[Exercise details] Convert every line of the rows below into a JSON list of strings, one string per line, skipping blank lines. Omit the picture placeholders from the list.

***** Data lines *****

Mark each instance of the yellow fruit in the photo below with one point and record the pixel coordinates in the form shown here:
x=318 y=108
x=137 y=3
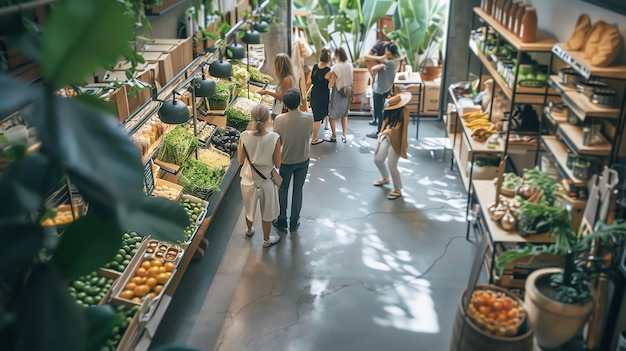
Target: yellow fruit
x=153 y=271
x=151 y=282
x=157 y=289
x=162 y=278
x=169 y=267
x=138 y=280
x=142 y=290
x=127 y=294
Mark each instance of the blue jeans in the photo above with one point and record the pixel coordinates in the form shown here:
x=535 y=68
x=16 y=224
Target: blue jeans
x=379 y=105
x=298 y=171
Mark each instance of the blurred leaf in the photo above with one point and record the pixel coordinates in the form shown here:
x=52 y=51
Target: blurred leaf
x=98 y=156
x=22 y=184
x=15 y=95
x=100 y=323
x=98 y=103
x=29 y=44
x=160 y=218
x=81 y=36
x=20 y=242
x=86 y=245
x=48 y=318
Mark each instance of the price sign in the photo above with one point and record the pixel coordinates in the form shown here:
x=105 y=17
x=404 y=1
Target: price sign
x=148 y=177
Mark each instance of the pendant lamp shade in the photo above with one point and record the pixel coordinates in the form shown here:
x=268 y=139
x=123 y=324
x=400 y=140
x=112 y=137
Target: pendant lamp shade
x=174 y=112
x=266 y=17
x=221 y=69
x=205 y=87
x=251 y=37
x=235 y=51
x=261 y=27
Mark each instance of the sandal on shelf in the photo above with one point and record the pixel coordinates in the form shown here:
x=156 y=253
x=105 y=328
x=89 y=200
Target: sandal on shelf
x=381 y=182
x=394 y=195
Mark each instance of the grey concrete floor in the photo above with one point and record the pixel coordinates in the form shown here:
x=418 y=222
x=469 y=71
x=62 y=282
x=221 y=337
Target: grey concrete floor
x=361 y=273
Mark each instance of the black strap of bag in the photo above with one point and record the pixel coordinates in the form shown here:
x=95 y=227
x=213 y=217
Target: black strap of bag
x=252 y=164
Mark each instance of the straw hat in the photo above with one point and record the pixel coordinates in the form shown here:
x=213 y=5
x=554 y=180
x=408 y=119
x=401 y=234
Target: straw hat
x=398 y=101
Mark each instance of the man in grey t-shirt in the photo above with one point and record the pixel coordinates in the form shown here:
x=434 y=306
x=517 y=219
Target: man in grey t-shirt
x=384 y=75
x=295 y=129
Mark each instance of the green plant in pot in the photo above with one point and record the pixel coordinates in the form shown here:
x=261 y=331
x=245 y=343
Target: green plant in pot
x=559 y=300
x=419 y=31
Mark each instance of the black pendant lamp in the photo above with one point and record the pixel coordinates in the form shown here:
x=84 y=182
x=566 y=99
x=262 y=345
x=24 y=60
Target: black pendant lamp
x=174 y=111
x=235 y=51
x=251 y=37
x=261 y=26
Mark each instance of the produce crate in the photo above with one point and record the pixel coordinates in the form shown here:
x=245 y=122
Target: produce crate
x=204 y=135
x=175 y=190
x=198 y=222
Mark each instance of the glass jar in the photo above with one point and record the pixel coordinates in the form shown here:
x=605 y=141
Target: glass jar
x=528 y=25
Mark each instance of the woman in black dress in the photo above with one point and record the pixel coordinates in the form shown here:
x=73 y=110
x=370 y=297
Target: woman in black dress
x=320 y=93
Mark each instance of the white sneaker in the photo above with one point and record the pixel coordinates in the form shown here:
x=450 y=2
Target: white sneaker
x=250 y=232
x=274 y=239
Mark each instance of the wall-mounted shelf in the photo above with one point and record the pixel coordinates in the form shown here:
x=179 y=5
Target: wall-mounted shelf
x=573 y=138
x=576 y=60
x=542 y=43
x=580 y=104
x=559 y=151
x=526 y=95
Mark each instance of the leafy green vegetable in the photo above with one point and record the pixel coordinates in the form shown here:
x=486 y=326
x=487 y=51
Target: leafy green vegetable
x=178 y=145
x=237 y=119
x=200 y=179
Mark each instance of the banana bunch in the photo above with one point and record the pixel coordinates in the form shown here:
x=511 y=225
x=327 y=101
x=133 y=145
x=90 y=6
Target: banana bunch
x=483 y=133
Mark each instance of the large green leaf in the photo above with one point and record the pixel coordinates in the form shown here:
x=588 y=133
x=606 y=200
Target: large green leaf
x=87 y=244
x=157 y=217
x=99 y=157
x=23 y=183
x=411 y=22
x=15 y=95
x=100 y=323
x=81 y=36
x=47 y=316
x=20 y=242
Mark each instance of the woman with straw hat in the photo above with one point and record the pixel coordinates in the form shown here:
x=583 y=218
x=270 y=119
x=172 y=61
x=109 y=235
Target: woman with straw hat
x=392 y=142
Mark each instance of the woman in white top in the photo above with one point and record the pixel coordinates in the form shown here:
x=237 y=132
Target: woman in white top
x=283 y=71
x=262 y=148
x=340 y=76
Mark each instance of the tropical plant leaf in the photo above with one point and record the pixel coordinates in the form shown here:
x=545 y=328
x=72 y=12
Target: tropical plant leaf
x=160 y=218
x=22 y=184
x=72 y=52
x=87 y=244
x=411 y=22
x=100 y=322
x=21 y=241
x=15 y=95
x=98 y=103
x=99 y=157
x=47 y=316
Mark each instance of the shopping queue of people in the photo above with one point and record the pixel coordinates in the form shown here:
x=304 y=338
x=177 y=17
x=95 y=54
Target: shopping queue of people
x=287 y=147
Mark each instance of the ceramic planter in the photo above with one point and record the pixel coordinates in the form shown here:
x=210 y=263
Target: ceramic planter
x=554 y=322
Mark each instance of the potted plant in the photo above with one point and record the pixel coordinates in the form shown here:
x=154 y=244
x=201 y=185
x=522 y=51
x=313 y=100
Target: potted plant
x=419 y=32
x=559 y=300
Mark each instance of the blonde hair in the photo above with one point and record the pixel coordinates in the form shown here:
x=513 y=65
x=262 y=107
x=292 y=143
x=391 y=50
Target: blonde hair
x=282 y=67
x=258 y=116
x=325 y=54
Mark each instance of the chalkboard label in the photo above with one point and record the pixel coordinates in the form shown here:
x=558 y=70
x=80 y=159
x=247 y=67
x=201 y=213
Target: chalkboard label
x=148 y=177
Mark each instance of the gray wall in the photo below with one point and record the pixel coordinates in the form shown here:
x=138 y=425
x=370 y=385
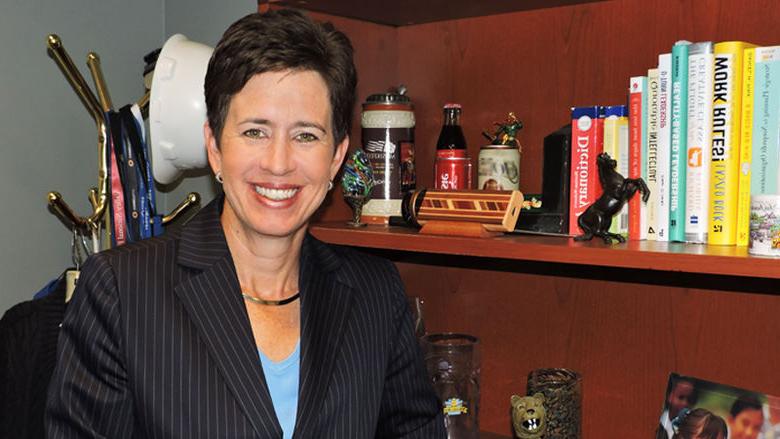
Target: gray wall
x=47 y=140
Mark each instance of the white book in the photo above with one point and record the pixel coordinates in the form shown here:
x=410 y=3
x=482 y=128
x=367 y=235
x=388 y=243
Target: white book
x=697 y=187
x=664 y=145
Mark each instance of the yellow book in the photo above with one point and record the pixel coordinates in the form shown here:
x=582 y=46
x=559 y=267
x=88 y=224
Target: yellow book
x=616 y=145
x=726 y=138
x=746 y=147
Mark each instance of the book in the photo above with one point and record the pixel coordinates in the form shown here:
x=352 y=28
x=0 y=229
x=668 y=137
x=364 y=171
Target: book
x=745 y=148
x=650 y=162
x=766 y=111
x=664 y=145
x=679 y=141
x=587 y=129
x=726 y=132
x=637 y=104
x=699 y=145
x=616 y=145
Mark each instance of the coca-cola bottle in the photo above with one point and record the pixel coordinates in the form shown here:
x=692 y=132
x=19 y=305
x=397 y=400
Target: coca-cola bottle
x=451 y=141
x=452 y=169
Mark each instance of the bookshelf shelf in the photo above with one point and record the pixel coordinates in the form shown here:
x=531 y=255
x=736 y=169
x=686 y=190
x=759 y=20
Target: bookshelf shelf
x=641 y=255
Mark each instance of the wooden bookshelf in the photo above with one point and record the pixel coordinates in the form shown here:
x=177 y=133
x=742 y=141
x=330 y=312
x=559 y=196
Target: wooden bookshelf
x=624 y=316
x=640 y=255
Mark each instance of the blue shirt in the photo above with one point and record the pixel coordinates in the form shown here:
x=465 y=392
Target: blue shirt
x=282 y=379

*****

[Full response]
[
  "Mark each instance of the yellow fruit in the photo below with one point and record the pixel coordinates in the form shown here:",
  "x=318 y=108",
  "x=137 y=3",
  "Target: yellow fruit",
  "x=153 y=271",
  "x=151 y=282",
  "x=157 y=289",
  "x=162 y=278",
  "x=169 y=267",
  "x=138 y=280",
  "x=142 y=290",
  "x=127 y=294",
  "Mark each instance of the blue jeans in the photo above with one point and record the pixel coordinates in the form shown here:",
  "x=535 y=68",
  "x=16 y=224",
  "Target: blue jeans",
  "x=379 y=105",
  "x=298 y=171",
  "Mark each instance of the blurred leaf in the photo above with one point and record the pixel coordinates in the form shown here:",
  "x=52 y=51",
  "Target: blurred leaf",
  "x=98 y=156",
  "x=22 y=184",
  "x=15 y=95",
  "x=100 y=323",
  "x=98 y=103",
  "x=29 y=44",
  "x=160 y=218",
  "x=81 y=36",
  "x=20 y=242",
  "x=86 y=245",
  "x=48 y=318",
  "Mark each instance of the price sign in the photo above with one point and record the pixel coordinates in the form shown here:",
  "x=105 y=17",
  "x=404 y=1",
  "Target: price sign",
  "x=148 y=177",
  "Mark each instance of the pendant lamp shade in the photo above with one point and record the pixel coordinates in the form shown here:",
  "x=268 y=139",
  "x=123 y=324",
  "x=400 y=140",
  "x=112 y=137",
  "Target: pendant lamp shade",
  "x=174 y=112",
  "x=266 y=17",
  "x=221 y=69",
  "x=205 y=87",
  "x=251 y=37",
  "x=235 y=51",
  "x=261 y=27",
  "Mark each instance of the sandal on shelf in the photo above with one point and record the pixel coordinates in the form shown here:",
  "x=156 y=253",
  "x=105 y=328",
  "x=89 y=200",
  "Target: sandal on shelf",
  "x=381 y=182",
  "x=394 y=195",
  "Mark each instance of the grey concrete floor in the photo above with one point and record the pixel coordinates in the form shown here:",
  "x=418 y=222",
  "x=469 y=71",
  "x=62 y=282",
  "x=221 y=337",
  "Target: grey concrete floor",
  "x=361 y=273",
  "Mark each instance of the black strap of bag in the photo above with one point and record the pixel coordinates in the form shown here:",
  "x=95 y=227",
  "x=213 y=217",
  "Target: black strap of bag",
  "x=252 y=164",
  "Mark each instance of the straw hat in the photo above with one point and record the pixel coordinates in the form shown here:",
  "x=213 y=5",
  "x=554 y=180",
  "x=408 y=119",
  "x=401 y=234",
  "Target: straw hat",
  "x=398 y=101",
  "Mark each instance of the man in grey t-shirt in the photo above with one point and record the pixel coordinates in the form shown here:",
  "x=434 y=306",
  "x=517 y=219",
  "Target: man in grey t-shirt",
  "x=384 y=75",
  "x=295 y=129",
  "Mark each instance of the green plant in pot in the photo above with one point and record the pixel coordinates in the form shown here:",
  "x=261 y=331",
  "x=245 y=343",
  "Target: green plant in pot",
  "x=559 y=300",
  "x=419 y=31",
  "Mark each instance of the black pendant lamp in the photo above with one point and record the pixel coordinates in the form shown here:",
  "x=84 y=182",
  "x=566 y=99",
  "x=262 y=345",
  "x=24 y=60",
  "Target: black pendant lamp",
  "x=174 y=111",
  "x=235 y=51",
  "x=251 y=37",
  "x=261 y=26",
  "Mark each instance of the produce crate in the photo above with one point and record the pixel coordinates in the form shown here:",
  "x=245 y=122",
  "Target: produce crate",
  "x=204 y=135",
  "x=175 y=190",
  "x=198 y=222",
  "Mark each instance of the glass jar in the photo above with one point and record the pixel coordinates in the form shown here:",
  "x=605 y=141",
  "Target: glass jar",
  "x=528 y=25",
  "Mark each instance of the woman in black dress in the photo above with one point and record the pixel coordinates in the form shown here:",
  "x=73 y=110",
  "x=370 y=297",
  "Target: woman in black dress",
  "x=320 y=93",
  "Mark each instance of the white sneaker in the photo above with one point and record the pixel coordinates in the form shown here:",
  "x=450 y=2",
  "Target: white sneaker",
  "x=250 y=232",
  "x=274 y=239",
  "Mark each instance of the wall-mounted shelf in the photo above with one point and record the pixel coordinates in the form shown here:",
  "x=179 y=5",
  "Target: wall-mounted shelf",
  "x=573 y=138",
  "x=576 y=60",
  "x=542 y=43",
  "x=580 y=104",
  "x=559 y=151",
  "x=526 y=95",
  "Mark each instance of the leafy green vegetable in the photo above with one point and record the pixel coordinates in the form shown here:",
  "x=486 y=326",
  "x=487 y=51",
  "Target: leafy green vegetable",
  "x=178 y=145",
  "x=237 y=119",
  "x=200 y=179",
  "Mark each instance of the banana bunch in the photo above with one point and record the pixel coordinates in the form shown here:",
  "x=511 y=225",
  "x=327 y=101",
  "x=133 y=145",
  "x=90 y=6",
  "Target: banana bunch",
  "x=483 y=133",
  "Mark each instance of the large green leaf in the photo above with one point and record the pixel coordinates in the form shown here:",
  "x=588 y=133",
  "x=606 y=200",
  "Target: large green leaf",
  "x=87 y=244",
  "x=157 y=217",
  "x=99 y=157",
  "x=23 y=183",
  "x=411 y=22",
  "x=15 y=95",
  "x=100 y=323",
  "x=81 y=36",
  "x=47 y=316",
  "x=20 y=242",
  "Mark each instance of the woman with straw hat in the photo above with one point and record the pixel coordinates in the form shown here:",
  "x=583 y=218",
  "x=270 y=119",
  "x=172 y=61",
  "x=109 y=235",
  "Target: woman with straw hat",
  "x=392 y=142",
  "Mark each instance of the woman in white top in the photo above with one point and record the pixel coordinates in the form shown here:",
  "x=237 y=132",
  "Target: woman in white top",
  "x=283 y=71",
  "x=262 y=148",
  "x=340 y=76",
  "Mark each instance of the tropical plant leaf in the photo above with one point and record the pixel coordinates in the form shown here:",
  "x=545 y=328",
  "x=72 y=12",
  "Target: tropical plant leaf",
  "x=160 y=218",
  "x=22 y=184",
  "x=72 y=52",
  "x=87 y=244",
  "x=411 y=22",
  "x=100 y=322",
  "x=21 y=241",
  "x=15 y=95",
  "x=98 y=103",
  "x=99 y=157",
  "x=47 y=316",
  "Mark each instance of the shopping queue of people in the photo above with one point and record the pixel coordinates in the form shown here:",
  "x=304 y=338",
  "x=177 y=17",
  "x=95 y=54",
  "Target: shopping queue of people",
  "x=287 y=147",
  "Mark each instance of the ceramic planter in the photo above with one point and record the pixel coordinates in the form shown here:",
  "x=210 y=263",
  "Target: ceramic planter",
  "x=554 y=322",
  "Mark each instance of the potted plant in the photo above with one point and record the pixel coordinates in the form shown here:",
  "x=154 y=244",
  "x=201 y=185",
  "x=522 y=51",
  "x=313 y=100",
  "Target: potted plant",
  "x=419 y=32",
  "x=559 y=300",
  "Mark each instance of the blonde hair in the photo above with one point and record the pixel coordinates in the form shown here:",
  "x=513 y=65",
  "x=262 y=107",
  "x=292 y=143",
  "x=391 y=50",
  "Target: blonde hair",
  "x=282 y=67",
  "x=258 y=116",
  "x=325 y=54",
  "Mark each instance of the chalkboard label in the photo above with one point and record the pixel coordinates in the form shown here:",
  "x=558 y=70",
  "x=80 y=159",
  "x=247 y=67",
  "x=201 y=213",
  "Target: chalkboard label",
  "x=148 y=177",
  "Mark each instance of the gray wall in the photo below with one point and record the pixel coordinates in the form shown here:",
  "x=138 y=425",
  "x=370 y=385",
  "Target: gray wall",
  "x=47 y=140",
  "Mark each instance of the white book in the photo above with one point and record the pixel coordinates in the form shown here:",
  "x=410 y=3",
  "x=482 y=128",
  "x=367 y=235",
  "x=388 y=243",
  "Target: white book",
  "x=697 y=187",
  "x=664 y=145",
  "Mark each instance of the yellow book in the photo above with one point and record the pixel coordinates in the form shown here:",
  "x=582 y=46",
  "x=559 y=267",
  "x=88 y=224",
  "Target: yellow book",
  "x=616 y=145",
  "x=726 y=138",
  "x=746 y=147",
  "Mark each instance of the book in the photo above with one point and record the pixel coordinates in the form shown here:",
  "x=352 y=28",
  "x=0 y=229",
  "x=668 y=137",
  "x=364 y=171",
  "Target: book",
  "x=745 y=148",
  "x=650 y=162",
  "x=766 y=111",
  "x=664 y=145",
  "x=679 y=141",
  "x=587 y=129",
  "x=726 y=132",
  "x=637 y=104",
  "x=699 y=145",
  "x=616 y=145",
  "Mark each instance of the coca-cola bottle in the photo above with one point and record the pixel coordinates in the form shown here:",
  "x=692 y=132",
  "x=19 y=305",
  "x=397 y=400",
  "Target: coca-cola bottle",
  "x=451 y=141",
  "x=452 y=169",
  "Mark each instance of the bookshelf shelf in the photo above with one point and record the pixel coordinates in the form shown here:",
  "x=531 y=255",
  "x=736 y=169",
  "x=686 y=190",
  "x=759 y=20",
  "Target: bookshelf shelf",
  "x=641 y=255",
  "Mark each instance of the wooden bookshelf in the photo above with one point and record the pixel coordinates in the form shown here:",
  "x=177 y=133",
  "x=742 y=141",
  "x=330 y=312",
  "x=559 y=196",
  "Target: wooden bookshelf",
  "x=624 y=316",
  "x=640 y=255",
  "Mark each instance of the blue shirt in the photo above with one point and record the pixel coordinates in the form shown here:",
  "x=465 y=392",
  "Target: blue shirt",
  "x=282 y=379"
]